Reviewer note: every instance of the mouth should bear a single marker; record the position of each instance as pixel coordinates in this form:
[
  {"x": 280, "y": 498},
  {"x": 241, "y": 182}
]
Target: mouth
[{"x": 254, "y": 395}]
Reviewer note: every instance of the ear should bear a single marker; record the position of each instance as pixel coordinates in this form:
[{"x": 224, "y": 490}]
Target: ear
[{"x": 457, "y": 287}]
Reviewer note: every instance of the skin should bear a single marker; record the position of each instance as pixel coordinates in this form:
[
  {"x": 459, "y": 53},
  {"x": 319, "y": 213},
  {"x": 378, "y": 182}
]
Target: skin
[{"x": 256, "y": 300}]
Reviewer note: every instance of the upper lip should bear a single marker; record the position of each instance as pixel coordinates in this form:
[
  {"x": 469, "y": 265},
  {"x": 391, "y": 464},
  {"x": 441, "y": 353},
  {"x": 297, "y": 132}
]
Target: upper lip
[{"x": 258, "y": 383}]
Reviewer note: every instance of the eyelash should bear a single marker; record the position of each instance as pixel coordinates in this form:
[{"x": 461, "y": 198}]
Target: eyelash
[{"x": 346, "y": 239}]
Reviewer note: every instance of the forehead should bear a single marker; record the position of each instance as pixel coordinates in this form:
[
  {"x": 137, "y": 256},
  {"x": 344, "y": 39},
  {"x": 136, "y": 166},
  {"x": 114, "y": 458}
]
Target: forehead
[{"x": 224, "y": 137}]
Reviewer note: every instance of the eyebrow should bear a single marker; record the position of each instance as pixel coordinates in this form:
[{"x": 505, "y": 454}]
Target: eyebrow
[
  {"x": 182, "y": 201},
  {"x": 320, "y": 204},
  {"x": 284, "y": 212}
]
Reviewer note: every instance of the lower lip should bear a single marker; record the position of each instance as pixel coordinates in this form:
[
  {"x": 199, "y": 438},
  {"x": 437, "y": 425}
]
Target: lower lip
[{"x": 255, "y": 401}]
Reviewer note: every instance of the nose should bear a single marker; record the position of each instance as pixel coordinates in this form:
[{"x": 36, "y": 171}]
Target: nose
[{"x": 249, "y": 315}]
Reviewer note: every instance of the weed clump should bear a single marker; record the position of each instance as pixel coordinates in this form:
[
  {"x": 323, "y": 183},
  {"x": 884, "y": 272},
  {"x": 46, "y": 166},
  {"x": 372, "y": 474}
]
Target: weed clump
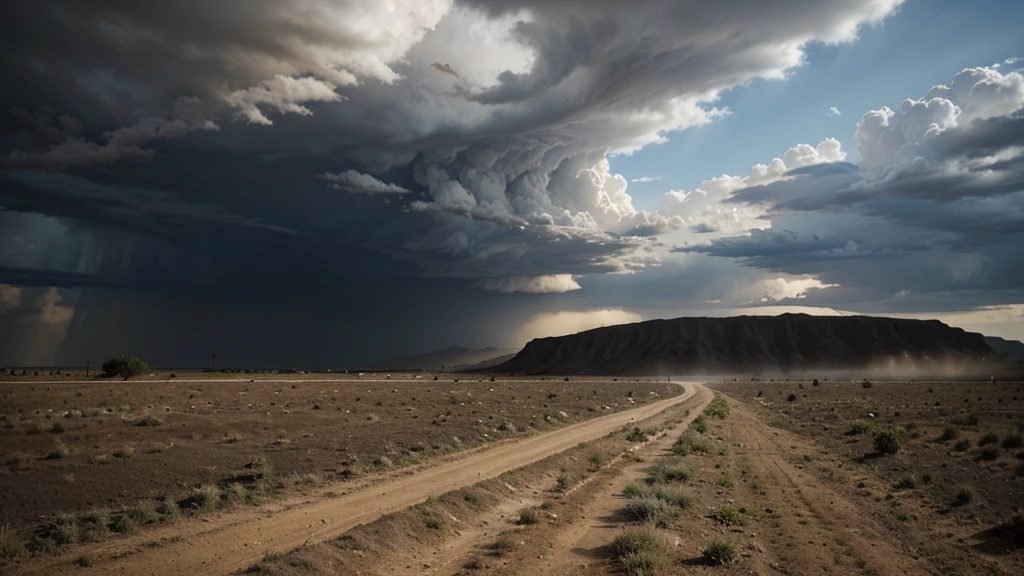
[
  {"x": 527, "y": 516},
  {"x": 170, "y": 508},
  {"x": 988, "y": 438},
  {"x": 635, "y": 490},
  {"x": 718, "y": 551},
  {"x": 10, "y": 544},
  {"x": 672, "y": 496},
  {"x": 1013, "y": 442},
  {"x": 699, "y": 424},
  {"x": 637, "y": 435},
  {"x": 432, "y": 521},
  {"x": 688, "y": 443},
  {"x": 908, "y": 482},
  {"x": 641, "y": 551},
  {"x": 663, "y": 472},
  {"x": 988, "y": 453},
  {"x": 859, "y": 427},
  {"x": 206, "y": 497},
  {"x": 144, "y": 512},
  {"x": 653, "y": 509},
  {"x": 968, "y": 420},
  {"x": 59, "y": 451},
  {"x": 964, "y": 497},
  {"x": 889, "y": 440},
  {"x": 504, "y": 544},
  {"x": 727, "y": 513},
  {"x": 718, "y": 408}
]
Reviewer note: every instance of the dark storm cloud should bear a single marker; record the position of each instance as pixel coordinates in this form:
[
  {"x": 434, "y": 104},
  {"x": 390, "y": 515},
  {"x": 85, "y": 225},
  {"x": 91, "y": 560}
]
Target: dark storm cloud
[{"x": 185, "y": 145}]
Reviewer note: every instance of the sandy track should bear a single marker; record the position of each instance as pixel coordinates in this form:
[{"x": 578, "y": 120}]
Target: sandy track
[
  {"x": 814, "y": 530},
  {"x": 579, "y": 546},
  {"x": 235, "y": 541}
]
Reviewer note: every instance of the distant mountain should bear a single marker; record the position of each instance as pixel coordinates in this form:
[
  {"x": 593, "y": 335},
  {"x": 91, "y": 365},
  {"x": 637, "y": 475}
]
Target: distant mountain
[
  {"x": 1012, "y": 348},
  {"x": 790, "y": 341},
  {"x": 454, "y": 358},
  {"x": 483, "y": 365}
]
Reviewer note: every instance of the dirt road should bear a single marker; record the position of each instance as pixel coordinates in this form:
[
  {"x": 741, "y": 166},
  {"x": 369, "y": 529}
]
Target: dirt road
[
  {"x": 793, "y": 523},
  {"x": 233, "y": 541}
]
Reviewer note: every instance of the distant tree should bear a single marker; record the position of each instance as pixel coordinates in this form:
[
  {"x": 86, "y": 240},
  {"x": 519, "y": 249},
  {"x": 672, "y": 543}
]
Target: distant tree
[{"x": 125, "y": 366}]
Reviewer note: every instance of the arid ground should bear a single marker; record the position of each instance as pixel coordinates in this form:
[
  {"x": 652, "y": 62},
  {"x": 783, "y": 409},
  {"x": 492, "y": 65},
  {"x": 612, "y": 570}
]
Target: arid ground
[{"x": 752, "y": 478}]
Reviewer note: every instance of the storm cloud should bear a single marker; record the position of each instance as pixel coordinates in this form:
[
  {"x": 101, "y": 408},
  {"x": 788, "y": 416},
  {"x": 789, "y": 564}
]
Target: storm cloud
[{"x": 186, "y": 153}]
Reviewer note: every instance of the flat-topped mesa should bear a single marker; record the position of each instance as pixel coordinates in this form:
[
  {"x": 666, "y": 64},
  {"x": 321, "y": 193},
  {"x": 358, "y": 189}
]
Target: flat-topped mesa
[{"x": 783, "y": 343}]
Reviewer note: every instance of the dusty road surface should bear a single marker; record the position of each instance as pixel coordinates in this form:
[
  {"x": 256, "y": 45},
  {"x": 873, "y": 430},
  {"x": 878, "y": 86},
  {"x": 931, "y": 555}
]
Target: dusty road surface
[
  {"x": 801, "y": 509},
  {"x": 236, "y": 540}
]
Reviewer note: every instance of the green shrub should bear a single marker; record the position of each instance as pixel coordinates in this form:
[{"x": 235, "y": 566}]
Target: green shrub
[
  {"x": 727, "y": 513},
  {"x": 635, "y": 490},
  {"x": 432, "y": 521},
  {"x": 125, "y": 366},
  {"x": 504, "y": 544},
  {"x": 988, "y": 453},
  {"x": 644, "y": 564},
  {"x": 527, "y": 516},
  {"x": 123, "y": 524},
  {"x": 889, "y": 440},
  {"x": 718, "y": 408},
  {"x": 237, "y": 494},
  {"x": 672, "y": 496},
  {"x": 169, "y": 507},
  {"x": 699, "y": 424},
  {"x": 859, "y": 427},
  {"x": 652, "y": 509},
  {"x": 637, "y": 435},
  {"x": 65, "y": 530},
  {"x": 969, "y": 420},
  {"x": 718, "y": 551},
  {"x": 688, "y": 443},
  {"x": 148, "y": 420},
  {"x": 1013, "y": 442},
  {"x": 664, "y": 471},
  {"x": 988, "y": 438},
  {"x": 908, "y": 482},
  {"x": 636, "y": 540},
  {"x": 144, "y": 512},
  {"x": 206, "y": 497},
  {"x": 10, "y": 544}
]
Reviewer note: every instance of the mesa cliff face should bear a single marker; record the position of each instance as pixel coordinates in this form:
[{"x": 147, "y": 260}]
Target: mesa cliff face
[{"x": 790, "y": 341}]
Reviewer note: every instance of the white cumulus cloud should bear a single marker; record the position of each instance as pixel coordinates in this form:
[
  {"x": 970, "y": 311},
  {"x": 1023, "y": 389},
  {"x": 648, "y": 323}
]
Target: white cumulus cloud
[{"x": 551, "y": 284}]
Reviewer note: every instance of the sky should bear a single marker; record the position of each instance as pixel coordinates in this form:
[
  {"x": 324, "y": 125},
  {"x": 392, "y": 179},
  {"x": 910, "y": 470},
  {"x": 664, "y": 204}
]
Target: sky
[{"x": 322, "y": 183}]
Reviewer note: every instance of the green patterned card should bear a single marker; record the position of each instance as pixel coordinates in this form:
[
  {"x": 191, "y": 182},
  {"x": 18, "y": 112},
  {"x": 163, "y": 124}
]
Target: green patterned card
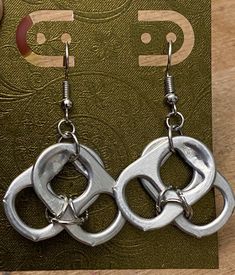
[{"x": 117, "y": 88}]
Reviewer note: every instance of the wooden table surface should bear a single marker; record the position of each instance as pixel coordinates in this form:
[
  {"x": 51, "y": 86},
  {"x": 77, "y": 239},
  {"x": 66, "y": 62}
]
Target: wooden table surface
[{"x": 223, "y": 82}]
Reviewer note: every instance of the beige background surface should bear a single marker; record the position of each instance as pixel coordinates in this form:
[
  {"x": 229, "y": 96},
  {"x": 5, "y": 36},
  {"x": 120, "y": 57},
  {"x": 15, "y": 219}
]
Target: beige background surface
[{"x": 223, "y": 81}]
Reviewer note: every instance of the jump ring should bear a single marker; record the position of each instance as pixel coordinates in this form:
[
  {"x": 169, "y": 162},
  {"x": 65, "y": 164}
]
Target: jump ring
[
  {"x": 176, "y": 127},
  {"x": 64, "y": 135}
]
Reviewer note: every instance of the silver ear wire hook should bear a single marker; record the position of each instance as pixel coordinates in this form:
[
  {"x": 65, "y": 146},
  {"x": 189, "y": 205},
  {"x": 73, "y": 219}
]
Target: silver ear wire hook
[
  {"x": 66, "y": 60},
  {"x": 169, "y": 55},
  {"x": 172, "y": 99}
]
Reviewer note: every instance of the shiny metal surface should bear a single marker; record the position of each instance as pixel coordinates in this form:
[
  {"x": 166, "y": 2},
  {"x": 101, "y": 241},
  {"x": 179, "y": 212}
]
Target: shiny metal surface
[
  {"x": 148, "y": 166},
  {"x": 48, "y": 165},
  {"x": 183, "y": 223}
]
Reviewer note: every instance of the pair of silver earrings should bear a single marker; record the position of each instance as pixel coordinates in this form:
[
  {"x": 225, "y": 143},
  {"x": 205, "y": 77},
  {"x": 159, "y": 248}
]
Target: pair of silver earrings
[{"x": 172, "y": 205}]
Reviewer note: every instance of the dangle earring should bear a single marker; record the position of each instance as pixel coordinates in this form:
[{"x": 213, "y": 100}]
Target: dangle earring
[
  {"x": 175, "y": 205},
  {"x": 63, "y": 212}
]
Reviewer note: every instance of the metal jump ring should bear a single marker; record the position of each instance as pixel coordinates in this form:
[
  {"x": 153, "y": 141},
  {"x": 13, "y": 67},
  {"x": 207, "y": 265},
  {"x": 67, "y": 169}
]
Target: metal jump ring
[
  {"x": 64, "y": 135},
  {"x": 176, "y": 127},
  {"x": 70, "y": 135}
]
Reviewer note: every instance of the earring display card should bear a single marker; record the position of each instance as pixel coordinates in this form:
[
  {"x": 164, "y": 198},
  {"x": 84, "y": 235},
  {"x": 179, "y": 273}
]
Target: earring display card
[{"x": 117, "y": 91}]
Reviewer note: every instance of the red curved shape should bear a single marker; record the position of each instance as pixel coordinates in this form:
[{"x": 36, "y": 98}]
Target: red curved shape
[{"x": 21, "y": 35}]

□ □ □ □

◆ **Exercise requirements**:
The result consists of the line with "Target: earring display card" through the last line of the entries above, repeated exactly and with nothing else.

◆ **Response to this task**:
Target: earring display card
[{"x": 117, "y": 91}]
Reviewer note: every instance of the red curved shape should bear a single marker; record the position of each instance as pixel coordinates in this form:
[{"x": 36, "y": 98}]
Target: red curved shape
[{"x": 21, "y": 35}]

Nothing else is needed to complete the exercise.